- **WHAT THE TASK ASKS**: Each of the entries below should be written out exactly as it reads.
****************************************
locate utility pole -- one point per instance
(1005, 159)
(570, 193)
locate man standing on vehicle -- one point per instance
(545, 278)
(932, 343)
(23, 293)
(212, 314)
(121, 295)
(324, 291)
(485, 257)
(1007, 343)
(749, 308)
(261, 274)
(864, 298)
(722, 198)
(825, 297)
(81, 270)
****************************************
- **WORKED SOLUTION**:
locate utility pole -- one point per instance
(1005, 159)
(570, 193)
locate man standing on vehicle -- one point per instance
(545, 278)
(932, 343)
(23, 293)
(212, 314)
(121, 295)
(324, 291)
(485, 257)
(1007, 343)
(749, 308)
(261, 274)
(864, 298)
(722, 198)
(825, 297)
(81, 270)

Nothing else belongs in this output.